Copy out every record below with complete accuracy.

- _Data for processing_:
-- START --
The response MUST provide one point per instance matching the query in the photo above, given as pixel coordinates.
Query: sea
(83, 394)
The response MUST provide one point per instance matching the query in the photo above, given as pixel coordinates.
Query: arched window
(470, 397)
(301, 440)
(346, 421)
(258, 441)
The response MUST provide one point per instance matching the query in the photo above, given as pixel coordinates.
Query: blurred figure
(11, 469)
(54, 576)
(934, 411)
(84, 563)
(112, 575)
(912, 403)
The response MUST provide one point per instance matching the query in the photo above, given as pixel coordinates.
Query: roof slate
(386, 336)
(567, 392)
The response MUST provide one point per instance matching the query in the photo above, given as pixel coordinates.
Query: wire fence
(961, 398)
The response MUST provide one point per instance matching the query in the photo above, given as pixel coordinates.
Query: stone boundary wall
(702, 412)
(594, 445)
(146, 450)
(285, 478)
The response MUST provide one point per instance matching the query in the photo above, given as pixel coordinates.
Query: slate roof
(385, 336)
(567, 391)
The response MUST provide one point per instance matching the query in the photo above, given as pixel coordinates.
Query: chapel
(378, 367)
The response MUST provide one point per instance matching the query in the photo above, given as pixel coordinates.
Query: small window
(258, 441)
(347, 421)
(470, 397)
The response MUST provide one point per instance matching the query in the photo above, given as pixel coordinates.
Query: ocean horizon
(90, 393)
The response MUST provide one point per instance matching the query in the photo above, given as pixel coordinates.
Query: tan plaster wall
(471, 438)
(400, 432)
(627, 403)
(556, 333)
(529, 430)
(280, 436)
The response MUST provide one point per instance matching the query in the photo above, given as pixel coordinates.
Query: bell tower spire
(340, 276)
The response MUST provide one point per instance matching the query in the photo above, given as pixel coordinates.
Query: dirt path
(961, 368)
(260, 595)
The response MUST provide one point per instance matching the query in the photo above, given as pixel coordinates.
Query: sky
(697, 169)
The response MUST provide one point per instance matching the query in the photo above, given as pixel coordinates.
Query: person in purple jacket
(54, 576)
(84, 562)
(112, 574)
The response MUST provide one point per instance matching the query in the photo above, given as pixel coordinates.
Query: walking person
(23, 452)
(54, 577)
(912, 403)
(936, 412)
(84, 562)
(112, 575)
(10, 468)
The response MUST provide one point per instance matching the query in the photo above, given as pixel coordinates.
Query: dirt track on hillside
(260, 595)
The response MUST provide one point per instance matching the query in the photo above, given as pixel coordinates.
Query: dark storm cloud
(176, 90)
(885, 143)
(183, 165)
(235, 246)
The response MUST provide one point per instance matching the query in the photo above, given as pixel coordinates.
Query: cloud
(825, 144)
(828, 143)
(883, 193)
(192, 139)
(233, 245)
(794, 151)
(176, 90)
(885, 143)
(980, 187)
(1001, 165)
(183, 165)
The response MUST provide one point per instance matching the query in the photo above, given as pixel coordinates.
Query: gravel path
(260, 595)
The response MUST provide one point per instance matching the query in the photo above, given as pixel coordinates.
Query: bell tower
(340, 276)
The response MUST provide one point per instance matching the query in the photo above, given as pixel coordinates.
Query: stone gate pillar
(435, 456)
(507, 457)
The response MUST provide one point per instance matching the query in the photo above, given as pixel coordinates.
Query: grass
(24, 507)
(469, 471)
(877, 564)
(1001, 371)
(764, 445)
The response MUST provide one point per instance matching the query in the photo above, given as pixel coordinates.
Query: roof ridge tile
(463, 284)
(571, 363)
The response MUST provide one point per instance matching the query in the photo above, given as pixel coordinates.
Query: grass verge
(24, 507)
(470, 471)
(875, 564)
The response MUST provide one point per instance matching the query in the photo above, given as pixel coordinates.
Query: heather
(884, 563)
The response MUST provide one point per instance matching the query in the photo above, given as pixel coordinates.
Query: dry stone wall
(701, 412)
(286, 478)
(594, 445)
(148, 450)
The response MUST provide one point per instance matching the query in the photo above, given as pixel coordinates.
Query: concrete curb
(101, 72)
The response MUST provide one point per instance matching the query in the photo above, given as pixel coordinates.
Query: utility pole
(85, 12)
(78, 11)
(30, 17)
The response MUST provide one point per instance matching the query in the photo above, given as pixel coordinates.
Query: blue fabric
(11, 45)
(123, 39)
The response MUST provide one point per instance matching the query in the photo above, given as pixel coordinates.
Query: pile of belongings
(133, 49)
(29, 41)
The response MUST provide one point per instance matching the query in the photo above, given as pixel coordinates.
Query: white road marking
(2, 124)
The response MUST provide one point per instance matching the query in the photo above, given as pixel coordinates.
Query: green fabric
-- END --
- _Correct response_:
The response MUST provide one point per instance matching the query in the photo above, given as pixel coordinates.
Query: sea
(83, 394)
The response MUST provide one point per instance matching the query in the photo above, given as pixel coordinates.
Query: arched window
(470, 397)
(301, 440)
(346, 421)
(258, 441)
The response MUST provide one point per instance matching the query in the photo above, given as pixel coordinates.
Query: blurred figure
(11, 469)
(54, 576)
(934, 411)
(84, 563)
(112, 575)
(912, 403)
The response MUST provide one point per instance matching the query in the photo above, given as pixel coordinates.
Query: roof slate
(386, 336)
(567, 392)
The response MUST provide one point per instance matching the query in the photo above, given as pixel coordinates.
Query: wire fence
(961, 398)
The response MUST provide one point per instance matching the query in the photo above, given as pixel coordinates.
Query: stone boundary wall
(702, 412)
(594, 445)
(146, 450)
(285, 478)
The response MUST provide one point per instance matching the query in the photo above, given as pixel coordinates.
Query: slate roof
(385, 336)
(567, 391)
The response MUST provide one point per instance matching the query in the photo above, given as pixel coordinates.
Query: chapel
(378, 367)
The response MUST provide one point per instance matching the query in the photo above, given as pixel coordinates.
Query: small window
(258, 441)
(347, 421)
(470, 397)
The response MUST provide one point per instance matching the query in the photo above, given as pixel coordinates.
Query: ocean horizon
(90, 393)
The response MUST provide one point per instance matching the query in the photo above, given as pixel coordinates.
Query: tan plaster wall
(471, 438)
(400, 432)
(627, 403)
(556, 333)
(529, 430)
(280, 436)
The response MUST provide one point per instance matching the query in the photo above, given as pixel coordinates.
Query: bell tower spire
(340, 276)
The response MUST provide one point per instance matching the query in the photo above, given as pixel coordinates.
Query: dirt path
(961, 368)
(260, 595)
The response MUST provide one point per instance matching the query in the photo above, given as pixel coordinates.
Query: sky
(697, 169)
The response MUST provide one point per instance matching the query in the photo above, given as pixel coordinates.
Query: person in purple jacket
(54, 576)
(84, 562)
(112, 574)
The response MUST provide one point per instance matching the query in the photo above, given as pixel coordinates.
Query: walking person
(23, 452)
(54, 577)
(912, 403)
(936, 412)
(84, 562)
(112, 575)
(10, 468)
The response MUST provide one point per instance matching the query in the photo above, given as pixel coordinates.
Query: dirt track on hillside
(260, 595)
The response MUST provide one point per instance matching the query in the photo above, given as pixel coordinates.
Query: dark storm cloud
(176, 90)
(885, 143)
(183, 165)
(235, 246)
The response MUST provide one point per instance matching the query in the photo above, given as pixel coordinates.
Query: cloud
(825, 144)
(828, 143)
(883, 193)
(192, 139)
(233, 245)
(794, 151)
(176, 90)
(885, 143)
(980, 187)
(1001, 165)
(183, 165)
The response MUST provide one point per instance matching the query in the photo above, given as pixel coordinates.
Query: gravel path
(260, 595)
The response MUST provide one point per instance matching the query in the photo above, given as pixel coordinates.
Query: bell tower
(340, 276)
The response MUST provide one point per instance matching the query in the photo above, given as pixel coordinates.
Query: stone gate pillar
(435, 456)
(507, 457)
The response MUST provide one point per instance matching the query in the photo above, given as pixel coordinates.
Query: grass
(24, 507)
(469, 471)
(877, 564)
(1001, 371)
(764, 445)
The response MUST provide one point per instance matching the query in the photo above, given as pixel coordinates.
Query: roof ridge tile
(463, 284)
(571, 363)
The response MUST provide one point per instance matching the query in the photo above, given as pixel coordinates.
Query: grass verge
(24, 507)
(470, 471)
(875, 564)
The response MUST provide one point per instance matching the query in the photo above, given as pixel coordinates.
Query: heather
(884, 563)
The response MUST provide one point per instance matching the query in the photo above, given as pixel coordinates.
Query: dry stone wall
(701, 412)
(286, 478)
(594, 445)
(148, 450)
The response MUST provide one point per instance matching the query in the photo above, given as pixel coordinates.
Query: concrete curb
(101, 72)
The response MUST provide one point per instance matching the query in the photo above, given as pixel coordinates.
Query: utility pole
(85, 12)
(78, 11)
(30, 17)
The response MUST provide one point per instance matching the query in the photo above, given as pixel coordinates.
Query: blue fabric
(11, 45)
(123, 39)
The response MUST provide one point per instance matching the query in the photo above, given as pixel coordinates.
Query: pile of belongings
(133, 49)
(29, 41)
The response MUST provide one point per instance matching the query in the photo above, given as pixel coordinates.
Query: white road marking
(2, 124)
The response MUST provide one point per instance matching the query in the photo above, given as pixel coordinates.
Query: green fabric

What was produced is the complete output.